┌─ Material provided
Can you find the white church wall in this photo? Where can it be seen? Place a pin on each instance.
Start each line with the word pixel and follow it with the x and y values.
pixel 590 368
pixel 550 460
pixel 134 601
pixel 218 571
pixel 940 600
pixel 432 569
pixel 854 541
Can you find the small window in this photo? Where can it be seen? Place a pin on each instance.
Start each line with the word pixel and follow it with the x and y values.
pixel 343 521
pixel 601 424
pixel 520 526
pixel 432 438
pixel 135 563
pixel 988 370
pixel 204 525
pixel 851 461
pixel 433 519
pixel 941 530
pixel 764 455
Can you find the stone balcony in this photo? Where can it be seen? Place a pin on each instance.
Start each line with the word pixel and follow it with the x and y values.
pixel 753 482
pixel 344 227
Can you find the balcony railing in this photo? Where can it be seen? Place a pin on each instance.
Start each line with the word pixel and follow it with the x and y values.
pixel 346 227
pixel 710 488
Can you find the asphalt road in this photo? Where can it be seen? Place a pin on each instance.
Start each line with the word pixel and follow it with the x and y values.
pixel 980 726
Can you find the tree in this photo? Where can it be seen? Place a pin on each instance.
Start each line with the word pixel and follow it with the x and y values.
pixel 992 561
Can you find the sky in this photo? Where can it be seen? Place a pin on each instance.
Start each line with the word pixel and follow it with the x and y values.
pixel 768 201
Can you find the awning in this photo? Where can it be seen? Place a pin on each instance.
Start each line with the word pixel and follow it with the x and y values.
└─
Your task:
Recast the entries from the start through the line containing "pixel 344 227" as a two-column CSV headed entry_text and answer, with one row per entry. Enclose each field in double quotes and replace any line breaks inside a field with spaces.

Answer in full:
entry_text,answer
"Can you find the white church wall in this photo? Where can it be seen? Place a pin on each instance. Start each line with the word pixel and follow it with the x and y values.","pixel 590 368 pixel 550 460 pixel 134 601 pixel 218 571 pixel 940 600 pixel 432 569 pixel 854 541"
"Can you find the small window in this photo? Where can it be seen? Place a pin on each instance. Start each line with the word pixel and follow it with the x and y values.","pixel 343 521 pixel 601 424 pixel 520 526 pixel 432 438 pixel 135 563 pixel 988 370 pixel 204 525 pixel 851 461 pixel 433 519 pixel 941 530 pixel 764 455"
"Can you find the stone balcony in this photo? Where can it be seen? Place a pin on each instance. Start each line with the word pixel and follow it with the x and y values.","pixel 753 482 pixel 344 227"